- WHAT THIS TASK INVOLVES
What follows is a set of entries. Give them again exactly, without the pictures.
··· PROVIDED RECORDS
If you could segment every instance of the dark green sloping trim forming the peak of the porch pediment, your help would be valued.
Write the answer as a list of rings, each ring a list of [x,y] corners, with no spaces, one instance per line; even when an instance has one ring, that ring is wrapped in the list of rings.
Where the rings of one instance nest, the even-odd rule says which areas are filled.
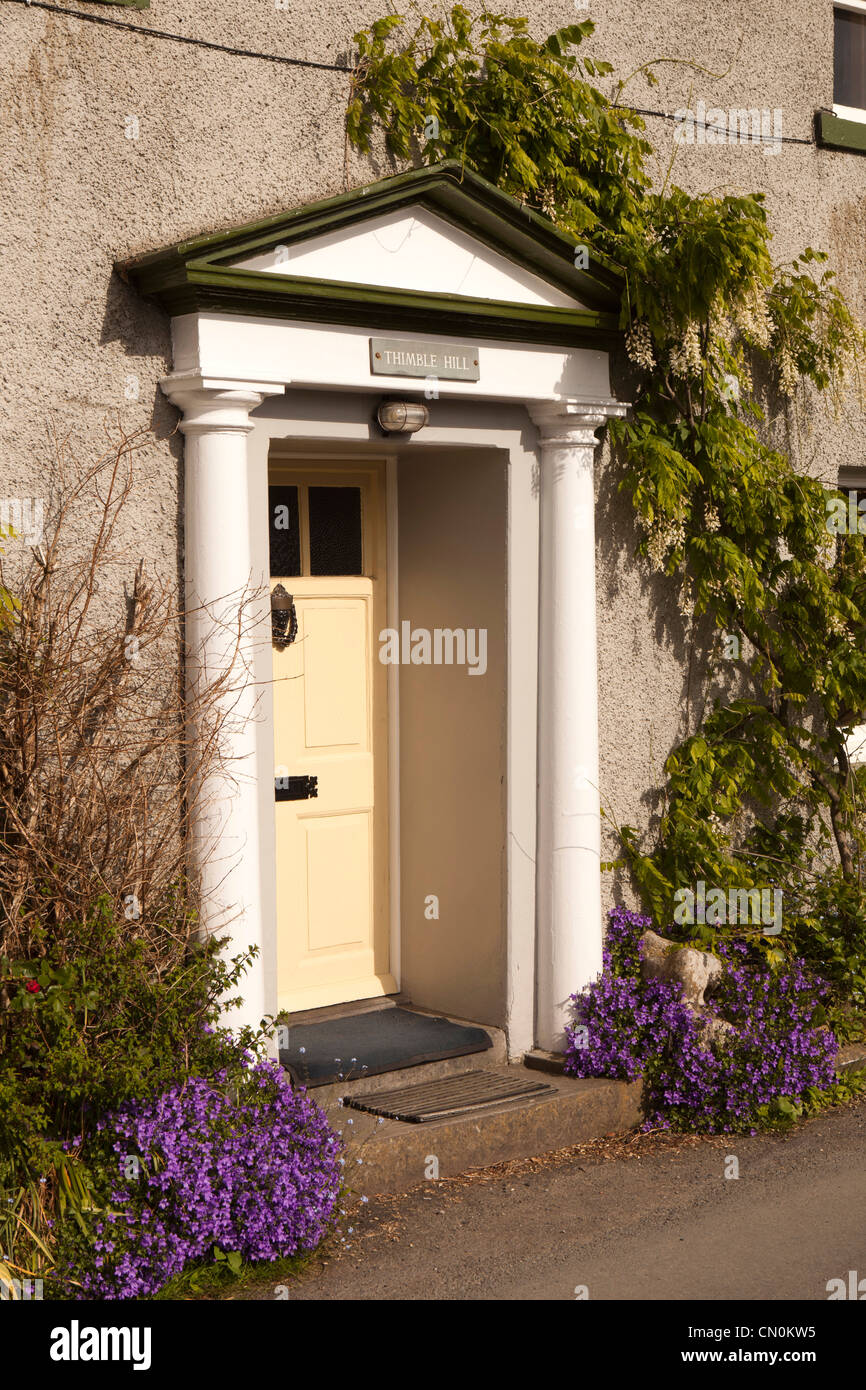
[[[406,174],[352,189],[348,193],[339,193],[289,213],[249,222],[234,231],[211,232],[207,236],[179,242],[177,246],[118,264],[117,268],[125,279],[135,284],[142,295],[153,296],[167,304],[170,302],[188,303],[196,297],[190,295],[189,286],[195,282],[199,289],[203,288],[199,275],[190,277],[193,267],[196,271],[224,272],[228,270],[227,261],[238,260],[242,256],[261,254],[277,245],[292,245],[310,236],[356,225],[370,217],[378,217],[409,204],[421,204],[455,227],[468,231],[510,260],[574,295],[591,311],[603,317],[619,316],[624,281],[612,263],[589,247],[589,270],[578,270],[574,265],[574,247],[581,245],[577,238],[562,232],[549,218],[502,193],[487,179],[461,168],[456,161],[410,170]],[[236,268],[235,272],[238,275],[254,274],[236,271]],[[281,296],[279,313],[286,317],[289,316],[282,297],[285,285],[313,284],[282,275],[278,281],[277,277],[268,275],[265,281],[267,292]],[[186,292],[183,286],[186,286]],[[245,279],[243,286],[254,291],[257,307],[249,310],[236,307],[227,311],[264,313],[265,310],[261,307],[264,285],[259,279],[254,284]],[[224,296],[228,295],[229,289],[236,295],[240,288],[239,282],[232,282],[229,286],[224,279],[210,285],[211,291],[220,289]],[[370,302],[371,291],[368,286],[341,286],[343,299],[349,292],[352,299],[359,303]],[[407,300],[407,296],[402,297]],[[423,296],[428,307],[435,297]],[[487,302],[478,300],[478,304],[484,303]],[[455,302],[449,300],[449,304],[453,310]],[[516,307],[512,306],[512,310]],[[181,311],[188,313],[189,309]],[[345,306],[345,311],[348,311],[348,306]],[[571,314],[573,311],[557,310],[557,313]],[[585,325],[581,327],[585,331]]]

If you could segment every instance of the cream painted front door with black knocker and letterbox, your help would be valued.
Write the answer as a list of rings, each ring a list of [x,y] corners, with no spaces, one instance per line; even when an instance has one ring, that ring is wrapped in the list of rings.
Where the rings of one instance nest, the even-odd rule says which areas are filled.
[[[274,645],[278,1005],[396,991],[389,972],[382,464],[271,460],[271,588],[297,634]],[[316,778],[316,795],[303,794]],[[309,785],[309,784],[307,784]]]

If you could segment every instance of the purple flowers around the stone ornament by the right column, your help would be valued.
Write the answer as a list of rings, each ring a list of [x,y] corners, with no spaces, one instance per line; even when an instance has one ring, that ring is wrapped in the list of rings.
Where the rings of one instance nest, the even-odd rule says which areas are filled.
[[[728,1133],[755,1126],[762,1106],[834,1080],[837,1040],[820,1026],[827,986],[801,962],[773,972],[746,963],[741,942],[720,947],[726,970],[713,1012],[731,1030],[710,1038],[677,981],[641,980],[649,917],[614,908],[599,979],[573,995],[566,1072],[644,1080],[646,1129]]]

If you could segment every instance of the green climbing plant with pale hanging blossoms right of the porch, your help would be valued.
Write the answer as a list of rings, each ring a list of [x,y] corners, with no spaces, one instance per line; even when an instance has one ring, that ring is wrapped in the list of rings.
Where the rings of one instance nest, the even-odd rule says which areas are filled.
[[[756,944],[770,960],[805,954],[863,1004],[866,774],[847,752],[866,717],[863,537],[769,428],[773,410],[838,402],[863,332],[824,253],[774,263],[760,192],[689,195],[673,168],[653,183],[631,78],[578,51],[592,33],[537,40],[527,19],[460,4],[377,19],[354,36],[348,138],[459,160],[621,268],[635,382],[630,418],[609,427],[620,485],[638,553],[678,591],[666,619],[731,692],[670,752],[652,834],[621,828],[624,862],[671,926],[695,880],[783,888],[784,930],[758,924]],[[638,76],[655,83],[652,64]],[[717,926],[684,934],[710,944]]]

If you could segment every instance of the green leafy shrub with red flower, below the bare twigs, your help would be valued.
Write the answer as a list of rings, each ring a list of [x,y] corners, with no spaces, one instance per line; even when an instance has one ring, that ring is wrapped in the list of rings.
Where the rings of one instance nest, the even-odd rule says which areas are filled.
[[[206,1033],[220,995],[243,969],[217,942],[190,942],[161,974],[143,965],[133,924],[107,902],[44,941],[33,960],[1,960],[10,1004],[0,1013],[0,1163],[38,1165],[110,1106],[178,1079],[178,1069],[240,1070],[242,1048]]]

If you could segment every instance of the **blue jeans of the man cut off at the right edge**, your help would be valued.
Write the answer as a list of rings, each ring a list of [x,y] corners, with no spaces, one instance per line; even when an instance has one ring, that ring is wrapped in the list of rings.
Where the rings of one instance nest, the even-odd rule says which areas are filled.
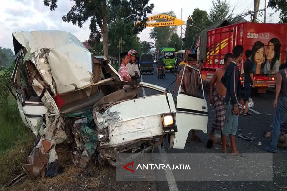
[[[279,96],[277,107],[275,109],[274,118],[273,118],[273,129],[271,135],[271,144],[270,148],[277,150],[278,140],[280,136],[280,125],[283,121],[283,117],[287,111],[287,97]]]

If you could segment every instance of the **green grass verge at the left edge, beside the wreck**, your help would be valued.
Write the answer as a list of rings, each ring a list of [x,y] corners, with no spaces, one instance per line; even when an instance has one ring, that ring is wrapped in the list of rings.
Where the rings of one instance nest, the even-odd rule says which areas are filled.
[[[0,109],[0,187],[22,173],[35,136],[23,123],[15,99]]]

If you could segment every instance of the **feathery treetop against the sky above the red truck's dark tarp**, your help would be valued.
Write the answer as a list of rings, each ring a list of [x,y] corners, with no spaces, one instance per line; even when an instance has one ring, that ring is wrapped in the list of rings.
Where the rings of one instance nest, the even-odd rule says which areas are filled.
······
- TASK OUTPUT
If you could segment every instance of the dark green sloping trim forming the peak of the porch pediment, your help would be valued.
Write the answer as a list of rings, each ring a list of [x,y] corners, with no spaces, one instance per line; even when an instance has one ring, that ring is wrapped in the list of rings.
Where the rings of one instance nest, the even-odd rule says which areas are filled.
[[[406,174],[352,189],[348,193],[339,193],[289,213],[249,222],[234,231],[211,232],[207,236],[179,242],[177,246],[118,264],[117,268],[125,279],[135,284],[142,295],[153,296],[167,304],[170,302],[188,303],[196,297],[190,295],[189,286],[195,282],[199,289],[203,288],[199,275],[190,277],[193,267],[196,271],[224,272],[228,270],[227,261],[238,260],[242,256],[261,254],[277,245],[292,245],[310,236],[356,225],[370,217],[378,217],[409,204],[421,204],[455,227],[468,231],[510,260],[574,295],[591,311],[603,317],[619,316],[624,281],[612,263],[589,247],[589,270],[578,270],[574,265],[574,247],[581,245],[577,238],[562,232],[549,218],[502,193],[487,179],[461,168],[456,161],[410,170]],[[236,268],[235,272],[238,275],[254,274],[236,271]],[[281,296],[279,313],[286,317],[289,316],[282,297],[285,285],[313,284],[282,275],[278,281],[277,277],[268,275],[265,281],[267,292]],[[186,292],[183,286],[186,286]],[[245,279],[243,286],[254,291],[257,307],[249,310],[236,307],[227,311],[264,313],[265,310],[261,307],[264,285],[259,279],[254,284]],[[224,296],[228,295],[229,289],[236,295],[240,288],[239,282],[232,282],[229,286],[224,279],[210,285],[211,291],[220,289]],[[370,302],[371,291],[368,286],[341,286],[343,299],[349,292],[352,299],[359,303]],[[407,300],[407,296],[402,297]],[[423,296],[428,307],[435,297]],[[487,302],[478,300],[478,304],[484,303]],[[455,302],[449,300],[449,304],[453,310]],[[516,307],[512,306],[512,310]],[[181,311],[188,313],[189,309]],[[345,306],[345,311],[348,311],[348,306]],[[571,314],[573,311],[557,310],[557,313]],[[585,325],[581,327],[585,331]]]

If you could segment every instance of the cream painted front door with black knocker and letterbox, your help would be valued.
Write the answer as a list of rings, each ring a list of [x,y] corners, with no spaces, one instance per line; even when an instance has one ring, that ring is wrapped in the list of rings.
Where the rings of one instance nest, the even-odd rule says which areas are filled.
[[[274,645],[278,1005],[396,991],[389,972],[382,464],[271,460],[271,588],[297,634]],[[316,778],[316,795],[303,794]],[[309,785],[309,784],[307,784]]]

If you could segment every instance of the purple flowers around the stone ornament by the right column, your help would be valued.
Write the answer as a list of rings, each ring a list of [x,y] corners, with no spaces, one instance per line; even when an instance has one ring, that ring is wrapped in the list of rings.
Where the rings of one instance nest, the even-odd rule says which areas are filled.
[[[728,1133],[755,1126],[762,1106],[834,1080],[837,1040],[820,1026],[827,986],[801,962],[773,972],[746,963],[741,942],[720,947],[726,970],[713,1012],[731,1030],[710,1038],[677,981],[641,980],[649,917],[614,908],[599,979],[573,995],[566,1072],[644,1080],[646,1129]]]

If you could segment every instance of the green climbing plant with pale hanging blossoms right of the porch, your help would be valued.
Write the answer as a list of rings, each ring a list of [x,y] corners, with no spaces, one instance per line; even when an instance has one ring, that ring is wrapped in the list of rings.
Where the rings of one instance nest, the even-odd rule says which areas are filled.
[[[756,944],[770,960],[805,954],[863,1004],[866,774],[847,752],[866,717],[863,537],[769,428],[773,410],[838,402],[863,332],[824,253],[774,263],[760,192],[689,195],[673,168],[653,183],[631,78],[578,51],[592,33],[537,40],[527,19],[460,4],[377,19],[354,36],[348,138],[459,160],[621,268],[635,382],[630,418],[609,427],[620,485],[638,553],[678,591],[666,619],[731,692],[670,752],[652,834],[621,828],[624,862],[671,926],[695,880],[783,888],[784,930],[758,924]],[[638,76],[655,83],[652,64]],[[717,926],[684,934],[710,944]]]

If you could segment every instance of the green leafy shrub with red flower, below the bare twigs, your help would be valued.
Write the answer as a list of rings, each ring a list of [x,y] corners, with no spaces, one instance per line; even when an instance has one ring, that ring is wrapped in the list of rings.
Where the rings of one instance nest, the even-odd rule says which areas are filled.
[[[206,1033],[220,995],[243,969],[217,942],[190,942],[161,974],[143,965],[133,924],[107,902],[44,941],[33,960],[1,960],[10,1004],[0,1013],[0,1163],[38,1165],[110,1106],[178,1079],[178,1069],[240,1070],[242,1048]]]

If you could segment every instance of the **blue jeans of the man cut off at the right edge**, your help would be valued.
Write the answer as a list of rings, each ring a list of [x,y] corners, with no spaces, one instance per line; even when an instance has one ring, that ring is wrapped in the list of rings.
Where the rings of one instance nest, the even-odd rule says which areas are filled.
[[[279,96],[277,107],[275,109],[274,118],[273,118],[273,129],[271,135],[271,144],[270,148],[277,150],[278,140],[280,136],[280,125],[283,121],[283,117],[287,111],[287,97]]]

If you could segment every instance of the **green grass verge at the left edge, beside the wreck**, your help would be valued.
Write the answer as a list of rings, each ring a list of [x,y] corners, with no spaces, one instance per line; even when an instance has one ring, that ring is wrapped in the list of rings.
Where the rings of one instance nest, the even-odd rule says which areas are filled.
[[[0,109],[0,187],[22,173],[35,136],[23,123],[15,99]]]

If you could segment every instance of the **feathery treetop against the sky above the red truck's dark tarp**, your help would be valued.
Write the answer as a list of rings, each ring a list of [x,y] corners, with no spaces, one instance per line; even when an instance has one ring, that ring is wrapped in the list of rings.
Where the rings of one instance nest, the even-odd rule says which areas are filled.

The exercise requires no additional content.